Task to carry out:
In the listing below, can you change each "rough mask" to "coarse mask" and leave everything else unchanged?

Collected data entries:
★ ★ ★ ★ ★

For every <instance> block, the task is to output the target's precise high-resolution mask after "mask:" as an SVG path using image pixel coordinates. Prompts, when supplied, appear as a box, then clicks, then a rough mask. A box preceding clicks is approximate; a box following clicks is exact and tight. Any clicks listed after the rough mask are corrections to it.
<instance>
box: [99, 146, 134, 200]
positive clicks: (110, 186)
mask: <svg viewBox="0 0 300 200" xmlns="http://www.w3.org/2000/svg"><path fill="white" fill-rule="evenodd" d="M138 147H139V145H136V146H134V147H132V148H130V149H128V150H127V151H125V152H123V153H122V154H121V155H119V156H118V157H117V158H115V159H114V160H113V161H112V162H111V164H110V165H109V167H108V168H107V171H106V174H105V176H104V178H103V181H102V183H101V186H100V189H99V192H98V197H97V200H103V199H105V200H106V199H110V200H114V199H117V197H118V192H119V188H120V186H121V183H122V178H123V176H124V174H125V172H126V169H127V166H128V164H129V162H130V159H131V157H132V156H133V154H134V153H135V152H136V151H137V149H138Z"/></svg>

★ ★ ★ ★ ★

Result for this task:
For every <instance> block, the task is to output the target's precise high-resolution mask after "mask:" as an SVG path using image pixel coordinates. Prompts, when supplied, appear as a box, then clicks, then a coarse mask. A box preceding clicks is approximate; a box following clicks is exact and tight. Any clicks listed after the coarse mask are corrections to it.
<instance>
box: [99, 146, 134, 200]
positive clicks: (110, 186)
mask: <svg viewBox="0 0 300 200" xmlns="http://www.w3.org/2000/svg"><path fill="white" fill-rule="evenodd" d="M138 147H139V145H136V146H134V147H132V148H130V149H128V150H127V151H125V152H123V153H122V154H121V155H119V156H118V157H117V158H115V159H114V160H113V161H112V162H111V164H110V165H109V167H108V168H107V171H106V174H105V176H104V178H103V181H102V183H101V186H100V189H99V192H98V197H97V200H103V199H105V200H106V199H110V200H114V199H117V197H118V192H119V188H120V186H121V183H122V178H123V176H124V174H125V172H126V169H127V166H128V164H129V162H130V159H131V157H132V156H133V154H134V153H135V152H136V151H137V149H138Z"/></svg>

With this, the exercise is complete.